HOUSE OF REPRESENTATIVES ELECTORAL TRIBUNAL (HRET) and AUGUSTO L. SYJUCO, JR., respondents.

D E C I S I O N

FRANCISCO, J.:

Congressional candidate private respondent Augusto L. Syjuco, Jr., filed an election protest before public respondent House of Representatives Electoral Tribunal (HRET) five days after the Makati board of canvassers proclaimed petitioner Joker P. Arroyo the duly elected congressman for the lone district of Makati in the May 11, 1992 synchronized national and local elections. Essentially premised on alleged irregularities/anomalies in the tabulation and entries of votes and massive fraud, private respondent Syjuco sought the revision and recounting of ballots cast in 1,292 out of the total 1,714 precincts of Makati from which result he aimed to be declared as the duly elected congressman of Makati. Petitioner filed a counter-protest questioning the residence qualification of private respondent Syjuco, but the same was dismissed by public respondent HRET.

As prayed for by private respondent, revision of the ballots was undertaken, but not without serious irregularities having been unearthed in the course thereof. Tasked by public respondent HRET to investigate on the matter, now retired Supreme Court Justice Emilio Gancayco confirmed the irregularities and anomalies engineered by some HRET officials and personnel.1 The findings contained in Justice Gancayco’s Report and Recommendation were aptly summarized in the “Dissenting Opinion” of Justice Bidin in this wise:

In his Report and Recommendation, Justice Gancayco found, in essence, that the respondent HRET employees, while taking advantage of their official authority and control over the operational details of the revision of ballots, and for corrupt motives, subverted the revision exercise in at least three (3) protest cases, including this case (HRET Case No. 92-019), by maintaining a pool of individuals subject to their control which were offered or foisted upon party litigants as their revisors. Once functioning as party-revisors, these individuals implemented instructions given by the respondent HRET employees to pilfer, dump (i.e., place ballots voted for one party with other ballots which do not indicate votes for either party such as unclaimed, stray, spoiled or unused ballots, or ballots for other candidates), and mark (in order to spoil) or fill-in ballots of one or the other of the litigants.

**INFORMATION SHOWN:**
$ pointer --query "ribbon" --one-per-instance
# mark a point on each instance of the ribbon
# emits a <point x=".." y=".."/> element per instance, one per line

**REQUIRED WORK:**
• A. Answer these questions from the HRET decision excerpt:
(i) How many days after the proclamation of Joker P. Arroyo did Syjuco file his election protest?
(ii) In how many precincts did Syjuco seek a revision and recount of ballots, and how many precincts did Makati have in total?
(iii) Who investigated the irregularities at the HRET's request?
• B. Please reproduce the HRET decision excerpt starting at "Congressional candidate private" and ending at "public respondent HRET.", replacing "synchronized" with "simultaneous" throughout.

**EXERCISE RESULTS:**
• A.
(i) Five days.
(ii) 1,292 precincts out of a total of 1,714.
(iii) Now retired Supreme Court Justice Emilio Gancayco.

• B.
Congressional candidate private respondent Augusto L. Syjuco, Jr., filed an election protest before public respondent House of Representatives Electoral Tribunal (HRET) five days after the Makati board of canvassers proclaimed petitioner Joker P. Arroyo the duly elected congressman for the lone district of Makati in the May 11, 1992 simultaneous national and local elections. Essentially premised on alleged irregularities/anomalies in the tabulation and entries of votes and massive fraud, private respondent Syjuco sought the revision and recounting of ballots cast in 1,292 out of the total 1,714 precincts of Makati from which result he aimed to be declared as the duly elected congressman of Makati. Petitioner filed a counter-protest questioning the residence qualification of private respondent Syjuco, but the same was dismissed by public respondent HRET.